| Objective |
Please copy the material below from the line containing "Exercise. Mark the small" through the line containing "(167, 1011)", both included, without any changes.
◆ ◆ ◆ ◆ ◆
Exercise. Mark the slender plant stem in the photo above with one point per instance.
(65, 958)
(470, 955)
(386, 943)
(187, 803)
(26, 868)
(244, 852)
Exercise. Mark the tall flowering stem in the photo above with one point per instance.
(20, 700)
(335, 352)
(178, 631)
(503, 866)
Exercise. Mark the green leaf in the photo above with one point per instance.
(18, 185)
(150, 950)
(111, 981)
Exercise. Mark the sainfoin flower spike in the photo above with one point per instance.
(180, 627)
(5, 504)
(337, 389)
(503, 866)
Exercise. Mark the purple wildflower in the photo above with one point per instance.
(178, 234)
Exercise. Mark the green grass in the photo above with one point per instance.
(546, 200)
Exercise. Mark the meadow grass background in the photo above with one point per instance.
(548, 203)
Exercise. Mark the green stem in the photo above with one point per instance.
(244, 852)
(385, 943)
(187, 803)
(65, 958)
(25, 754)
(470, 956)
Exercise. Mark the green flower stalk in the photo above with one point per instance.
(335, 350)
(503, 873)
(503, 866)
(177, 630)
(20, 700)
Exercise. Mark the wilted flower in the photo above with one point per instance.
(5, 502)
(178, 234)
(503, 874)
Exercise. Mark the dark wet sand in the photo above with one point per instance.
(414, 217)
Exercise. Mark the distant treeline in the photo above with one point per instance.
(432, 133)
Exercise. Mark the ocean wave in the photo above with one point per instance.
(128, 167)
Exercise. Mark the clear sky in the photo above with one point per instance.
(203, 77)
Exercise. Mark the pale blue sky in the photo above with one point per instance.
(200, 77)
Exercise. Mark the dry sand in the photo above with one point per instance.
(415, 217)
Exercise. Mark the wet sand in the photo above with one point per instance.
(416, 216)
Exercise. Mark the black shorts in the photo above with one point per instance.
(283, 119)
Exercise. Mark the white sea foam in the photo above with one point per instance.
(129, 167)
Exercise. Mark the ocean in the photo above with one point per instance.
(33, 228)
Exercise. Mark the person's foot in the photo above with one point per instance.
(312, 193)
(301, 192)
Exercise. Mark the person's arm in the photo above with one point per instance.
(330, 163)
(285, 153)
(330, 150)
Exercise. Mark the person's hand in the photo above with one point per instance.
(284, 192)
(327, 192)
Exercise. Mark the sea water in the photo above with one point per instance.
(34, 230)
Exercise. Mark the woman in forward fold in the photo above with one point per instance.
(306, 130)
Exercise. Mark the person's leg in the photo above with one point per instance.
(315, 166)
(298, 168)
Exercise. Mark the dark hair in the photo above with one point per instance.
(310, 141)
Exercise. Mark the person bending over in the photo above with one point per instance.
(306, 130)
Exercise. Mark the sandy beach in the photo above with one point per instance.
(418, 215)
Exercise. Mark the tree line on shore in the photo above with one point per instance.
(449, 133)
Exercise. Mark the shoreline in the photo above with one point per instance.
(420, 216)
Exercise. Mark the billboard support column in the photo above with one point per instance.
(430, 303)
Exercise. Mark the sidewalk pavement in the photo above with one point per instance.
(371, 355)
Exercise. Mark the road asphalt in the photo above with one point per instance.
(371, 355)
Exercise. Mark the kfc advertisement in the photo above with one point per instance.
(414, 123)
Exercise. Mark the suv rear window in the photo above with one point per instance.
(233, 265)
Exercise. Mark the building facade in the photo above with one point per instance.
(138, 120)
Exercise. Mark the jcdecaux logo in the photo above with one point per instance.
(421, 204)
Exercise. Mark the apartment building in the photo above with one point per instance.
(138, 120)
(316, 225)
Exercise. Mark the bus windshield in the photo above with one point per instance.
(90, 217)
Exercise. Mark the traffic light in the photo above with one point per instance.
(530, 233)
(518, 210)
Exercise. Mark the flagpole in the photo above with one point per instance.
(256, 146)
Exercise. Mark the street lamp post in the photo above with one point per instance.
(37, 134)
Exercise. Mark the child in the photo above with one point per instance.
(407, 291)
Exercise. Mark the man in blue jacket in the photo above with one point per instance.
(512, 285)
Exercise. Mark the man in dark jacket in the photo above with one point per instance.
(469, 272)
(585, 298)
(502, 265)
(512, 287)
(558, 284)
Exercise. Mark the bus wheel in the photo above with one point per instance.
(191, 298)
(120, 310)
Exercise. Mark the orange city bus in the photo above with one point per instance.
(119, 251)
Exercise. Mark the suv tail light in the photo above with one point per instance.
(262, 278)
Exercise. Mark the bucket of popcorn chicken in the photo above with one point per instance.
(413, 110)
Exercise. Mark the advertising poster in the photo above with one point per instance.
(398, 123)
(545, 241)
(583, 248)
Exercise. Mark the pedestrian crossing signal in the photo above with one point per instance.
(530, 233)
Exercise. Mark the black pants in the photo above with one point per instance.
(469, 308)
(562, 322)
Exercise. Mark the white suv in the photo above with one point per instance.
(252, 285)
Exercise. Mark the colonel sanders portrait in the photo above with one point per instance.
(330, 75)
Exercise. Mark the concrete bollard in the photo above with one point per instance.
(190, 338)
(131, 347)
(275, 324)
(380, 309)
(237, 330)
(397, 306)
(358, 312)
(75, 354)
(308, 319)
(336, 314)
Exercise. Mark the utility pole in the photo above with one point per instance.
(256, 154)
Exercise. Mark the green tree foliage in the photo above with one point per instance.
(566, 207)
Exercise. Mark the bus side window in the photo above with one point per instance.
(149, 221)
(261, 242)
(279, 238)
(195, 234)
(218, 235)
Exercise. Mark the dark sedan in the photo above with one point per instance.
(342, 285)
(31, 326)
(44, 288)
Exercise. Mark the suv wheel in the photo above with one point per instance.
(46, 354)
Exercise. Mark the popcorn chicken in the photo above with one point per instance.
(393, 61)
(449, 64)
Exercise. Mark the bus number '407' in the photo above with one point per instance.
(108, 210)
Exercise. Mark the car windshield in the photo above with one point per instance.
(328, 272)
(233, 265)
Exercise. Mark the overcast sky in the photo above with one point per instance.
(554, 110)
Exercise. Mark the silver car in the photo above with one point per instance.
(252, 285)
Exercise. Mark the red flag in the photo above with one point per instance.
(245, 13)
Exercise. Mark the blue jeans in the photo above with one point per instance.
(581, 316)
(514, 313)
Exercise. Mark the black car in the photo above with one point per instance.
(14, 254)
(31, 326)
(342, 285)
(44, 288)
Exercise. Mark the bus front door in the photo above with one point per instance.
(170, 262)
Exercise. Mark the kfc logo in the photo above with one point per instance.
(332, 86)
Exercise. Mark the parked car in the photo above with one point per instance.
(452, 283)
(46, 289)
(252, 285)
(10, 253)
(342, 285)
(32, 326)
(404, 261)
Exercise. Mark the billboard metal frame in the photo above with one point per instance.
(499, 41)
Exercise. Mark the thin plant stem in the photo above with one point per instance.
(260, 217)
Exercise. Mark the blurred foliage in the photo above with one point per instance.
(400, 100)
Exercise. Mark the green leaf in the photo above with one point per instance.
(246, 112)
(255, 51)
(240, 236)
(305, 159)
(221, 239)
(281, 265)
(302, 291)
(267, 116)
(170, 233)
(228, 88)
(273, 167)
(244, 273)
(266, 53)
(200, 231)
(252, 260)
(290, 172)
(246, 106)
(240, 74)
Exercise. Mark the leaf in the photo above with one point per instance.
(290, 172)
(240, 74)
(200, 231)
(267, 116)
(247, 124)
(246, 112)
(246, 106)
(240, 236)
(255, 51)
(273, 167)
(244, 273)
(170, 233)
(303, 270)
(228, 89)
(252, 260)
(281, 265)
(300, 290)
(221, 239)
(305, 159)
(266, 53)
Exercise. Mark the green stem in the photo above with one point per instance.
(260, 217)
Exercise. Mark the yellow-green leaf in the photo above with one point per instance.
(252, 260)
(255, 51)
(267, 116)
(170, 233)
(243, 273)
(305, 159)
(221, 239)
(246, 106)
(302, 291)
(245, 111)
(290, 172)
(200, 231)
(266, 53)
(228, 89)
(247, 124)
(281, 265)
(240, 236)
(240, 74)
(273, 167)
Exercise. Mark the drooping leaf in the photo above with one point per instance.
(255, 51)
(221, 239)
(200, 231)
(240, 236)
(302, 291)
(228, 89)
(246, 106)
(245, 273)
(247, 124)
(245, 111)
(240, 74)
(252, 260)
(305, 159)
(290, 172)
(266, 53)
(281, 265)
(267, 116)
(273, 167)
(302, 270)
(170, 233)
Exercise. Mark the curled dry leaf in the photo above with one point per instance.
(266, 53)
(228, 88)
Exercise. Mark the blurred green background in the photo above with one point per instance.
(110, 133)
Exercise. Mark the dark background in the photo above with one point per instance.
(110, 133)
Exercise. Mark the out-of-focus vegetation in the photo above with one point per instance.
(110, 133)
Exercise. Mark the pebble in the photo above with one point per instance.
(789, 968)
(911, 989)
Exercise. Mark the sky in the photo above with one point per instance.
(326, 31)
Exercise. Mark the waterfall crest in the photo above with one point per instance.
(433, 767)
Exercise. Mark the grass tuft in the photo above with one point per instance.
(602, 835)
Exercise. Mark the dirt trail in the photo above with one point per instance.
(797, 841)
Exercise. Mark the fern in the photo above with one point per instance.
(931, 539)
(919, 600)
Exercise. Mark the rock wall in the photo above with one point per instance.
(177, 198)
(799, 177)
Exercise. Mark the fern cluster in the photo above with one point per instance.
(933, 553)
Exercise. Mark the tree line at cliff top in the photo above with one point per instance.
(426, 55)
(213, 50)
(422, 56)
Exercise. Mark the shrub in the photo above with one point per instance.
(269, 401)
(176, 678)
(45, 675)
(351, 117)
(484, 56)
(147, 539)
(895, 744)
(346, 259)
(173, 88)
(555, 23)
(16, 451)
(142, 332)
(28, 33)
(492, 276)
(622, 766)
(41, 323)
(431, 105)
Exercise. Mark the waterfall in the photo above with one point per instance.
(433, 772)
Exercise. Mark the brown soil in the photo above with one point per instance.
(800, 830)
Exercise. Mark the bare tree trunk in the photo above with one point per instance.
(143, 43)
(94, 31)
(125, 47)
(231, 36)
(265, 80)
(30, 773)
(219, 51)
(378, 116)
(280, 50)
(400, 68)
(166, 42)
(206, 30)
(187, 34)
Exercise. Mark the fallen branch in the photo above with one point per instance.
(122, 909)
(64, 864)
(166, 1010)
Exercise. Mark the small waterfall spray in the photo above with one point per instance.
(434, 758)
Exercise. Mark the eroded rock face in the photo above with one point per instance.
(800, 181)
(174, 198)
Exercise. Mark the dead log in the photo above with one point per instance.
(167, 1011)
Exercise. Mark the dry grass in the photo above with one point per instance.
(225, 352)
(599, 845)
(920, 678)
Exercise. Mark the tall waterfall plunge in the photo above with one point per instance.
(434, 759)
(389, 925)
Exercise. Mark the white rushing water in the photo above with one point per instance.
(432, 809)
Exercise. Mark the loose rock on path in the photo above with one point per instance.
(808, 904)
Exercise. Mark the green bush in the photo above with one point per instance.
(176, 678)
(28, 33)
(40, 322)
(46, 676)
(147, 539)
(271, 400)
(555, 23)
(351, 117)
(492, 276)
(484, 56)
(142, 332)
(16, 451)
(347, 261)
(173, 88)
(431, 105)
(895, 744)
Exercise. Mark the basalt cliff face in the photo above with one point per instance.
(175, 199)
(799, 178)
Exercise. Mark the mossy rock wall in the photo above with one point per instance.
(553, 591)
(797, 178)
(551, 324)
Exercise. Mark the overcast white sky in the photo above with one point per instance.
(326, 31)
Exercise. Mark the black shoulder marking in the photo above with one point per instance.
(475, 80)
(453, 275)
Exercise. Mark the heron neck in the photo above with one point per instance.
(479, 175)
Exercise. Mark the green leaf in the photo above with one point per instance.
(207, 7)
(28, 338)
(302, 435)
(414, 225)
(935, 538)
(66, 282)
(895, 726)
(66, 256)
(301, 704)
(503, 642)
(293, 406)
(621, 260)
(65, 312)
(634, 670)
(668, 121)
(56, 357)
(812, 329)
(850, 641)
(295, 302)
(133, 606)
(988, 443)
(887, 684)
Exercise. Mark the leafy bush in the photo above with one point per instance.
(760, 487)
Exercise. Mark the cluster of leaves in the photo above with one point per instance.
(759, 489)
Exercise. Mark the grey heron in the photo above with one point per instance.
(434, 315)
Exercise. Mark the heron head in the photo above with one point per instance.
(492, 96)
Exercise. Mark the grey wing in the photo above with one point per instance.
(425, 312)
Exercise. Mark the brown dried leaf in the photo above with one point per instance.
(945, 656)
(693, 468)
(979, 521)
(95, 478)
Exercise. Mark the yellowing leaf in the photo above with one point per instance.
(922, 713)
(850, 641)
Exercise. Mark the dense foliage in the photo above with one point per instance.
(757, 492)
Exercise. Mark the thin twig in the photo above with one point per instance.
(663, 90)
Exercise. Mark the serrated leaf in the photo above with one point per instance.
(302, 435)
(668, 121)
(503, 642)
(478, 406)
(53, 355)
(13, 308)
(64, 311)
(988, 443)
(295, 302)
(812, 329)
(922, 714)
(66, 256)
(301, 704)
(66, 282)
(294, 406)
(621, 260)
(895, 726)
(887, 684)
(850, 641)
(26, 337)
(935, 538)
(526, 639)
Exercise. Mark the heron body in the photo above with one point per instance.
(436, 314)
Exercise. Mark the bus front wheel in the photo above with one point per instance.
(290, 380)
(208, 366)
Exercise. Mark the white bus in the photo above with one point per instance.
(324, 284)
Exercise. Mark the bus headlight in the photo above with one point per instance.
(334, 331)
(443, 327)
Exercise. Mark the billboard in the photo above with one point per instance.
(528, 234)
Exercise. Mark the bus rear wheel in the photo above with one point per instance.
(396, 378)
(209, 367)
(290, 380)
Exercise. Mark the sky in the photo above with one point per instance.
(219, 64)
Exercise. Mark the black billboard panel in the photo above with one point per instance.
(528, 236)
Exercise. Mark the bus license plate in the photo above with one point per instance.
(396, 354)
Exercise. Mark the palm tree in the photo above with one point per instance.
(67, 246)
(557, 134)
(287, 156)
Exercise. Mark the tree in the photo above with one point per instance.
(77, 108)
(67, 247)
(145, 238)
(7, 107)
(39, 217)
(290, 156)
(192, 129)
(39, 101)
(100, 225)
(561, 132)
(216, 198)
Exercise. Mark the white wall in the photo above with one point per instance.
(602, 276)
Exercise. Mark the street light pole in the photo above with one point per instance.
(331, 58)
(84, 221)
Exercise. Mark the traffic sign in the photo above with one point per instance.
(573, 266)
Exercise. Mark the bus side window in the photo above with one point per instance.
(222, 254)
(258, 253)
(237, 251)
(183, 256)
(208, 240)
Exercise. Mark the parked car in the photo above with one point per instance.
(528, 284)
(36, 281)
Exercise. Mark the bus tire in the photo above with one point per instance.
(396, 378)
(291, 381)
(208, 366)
◆ ◆ ◆ ◆ ◆
| Solution |
Exercise. Mark the small waterfall spray in the photo above with one point per instance.
(434, 758)
Exercise. Mark the eroded rock face in the photo above with one point per instance.
(800, 181)
(174, 198)
Exercise. Mark the dead log in the photo above with one point per instance.
(167, 1011)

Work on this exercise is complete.